#### EXTRAIT DU TEXTE
Boston Globe, 22 août 2016 (traduction : JFG-Questions Critiques)

PROTESTANT CONTRE le Traité de Versailles qui mettait un terme à la Première Guerre mondiale, John Maynard Keynes écrivait : « La politique consistant […] à condamner à des conditions dégradantes la vie de millions d’êtres humains, et à priver de bonheur une nation tout entière, est odieuse et méprisable – odieuse et méprisable, même si elle est réalisable sur un plan pratique, même si elle devait nous enrichir, même si elle ne portait pas en germe la destruction de la civilisation européenne tout entière. »

Le troisième plan de sauvetage de la Grèce, l’année dernière, imposé par l’Europe et le Fonds monétaire international, fait à la Grèce ce que Versailles fit à l’Allemagne : il la dépouille d’actifs pour satisfaire les dettes. L’Allemagne perdit sa marine marchande, son matériel roulant, ses colonies et son charbon ; la Grèce a perdu ses ports maritimes, ses aéroports – ceux qui sont rentables – et va vraisemblablement vendre ses plages, l’actif public qui représente la splendeur unique de la Grèce. Les entreprises privées sont forcées à la faillite pour ouvrir la voie aux chaînes européennes ; les citoyens sont obligés de laisser saisir leurs maisons. C’est de l’accaparement de terres.
########
#### DONNÉES FOURNIES
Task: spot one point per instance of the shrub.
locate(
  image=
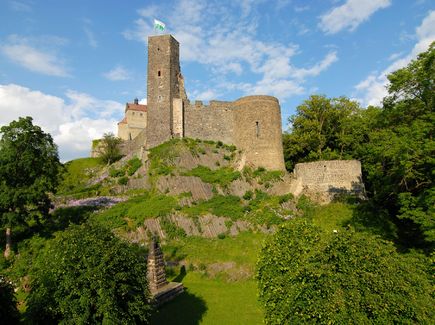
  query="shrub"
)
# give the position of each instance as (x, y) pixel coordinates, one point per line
(307, 276)
(133, 165)
(87, 275)
(123, 180)
(248, 195)
(8, 302)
########
_LISTE DES TÂCHES_.
a - Reproduisez en entier les enregistrements de pointage ci-dessus, consignes comprises, en augmentant de 46 chacune des coordonnées données en réponse. Laissez les images de côté.
b - Reprenez l'article sur le plan de sauvetage de la Grèce et poursuivez-le après sa dernière phrase.

_EXERCICES CORRIGÉS_.
a -
Task: spot one point per instance of the shrub.
locate(
  image=
  query="shrub"
)
# give the position of each instance as (x, y) pixel coordinates, one point per line
(353, 322)
(179, 211)
(133, 321)
(169, 226)
(294, 241)
(54, 348)

b -
Et pour quel résultat ? Pour satisfaire d’anciennes dettes publiques, contractées pour des chars, des sous-marins, les Jeux Olympiques, de grands projets de construction externalisés par des entreprises allemandes, et pour cacher les déficits des services de santé, avec la connivence des créanciers – un marécage de corruption pour soutenir l’illusion que la Grèce pourrait « être compétitive » en tant que membre de la zone euro. Déjà en 2010, le FMI savait qu’il transgressait ses propres règles en prétendant que la Grèce pourrait se redresser rapidement, dégager un énorme excédent primaire et rembourser ses dettes. Pourquoi ? Pour aider à sauver les banques françaises et allemandes, ce que Dominique Strauss-Kahn, [alors] sacro-saint directeur général du FMI, voulait faire parce qu’il voulait devenir président de la République française.

L’Europe a écrasé la résistance grecque en 2015. Non pas parce que Wolfgang Schaüble, le ministre allemand des finances, pensait que son plan économique marcherait ; il dit franchement au ministre grec des finances, Yanis Varoufakis, qu’« en tant que patriote » il ne le signerait pas lui-même. Mais l’Allemagne voulait imposer son ordre à l’Italie et à la France, où la société continue à se défendre. Et la Chancelière Angela Merkel ne pouvait pas admettre devant ses électeurs, ou devant ses collègues européens, de la Slovaquie jusqu’au Portugal, qu’en 2010 elle avait sauvé les banques allemandes en les gavant de dettes grecques qui ne pourraient jamais être remboursées.

La Grèce a reçu pour leçon une punition collective. Cela a été fait pour montrer qu’il « n’y a aucune alternative ». Cela a été fait pour stopper toute autre tentative de développer, articuler et défendre une politique plus rationnelle. Cela a été fait pour protéger le pouvoir de la Banque centrale européenne, celui du gouvernement allemand en Europe et, face à un long passé d’échecs, l’autorité politique du FMI.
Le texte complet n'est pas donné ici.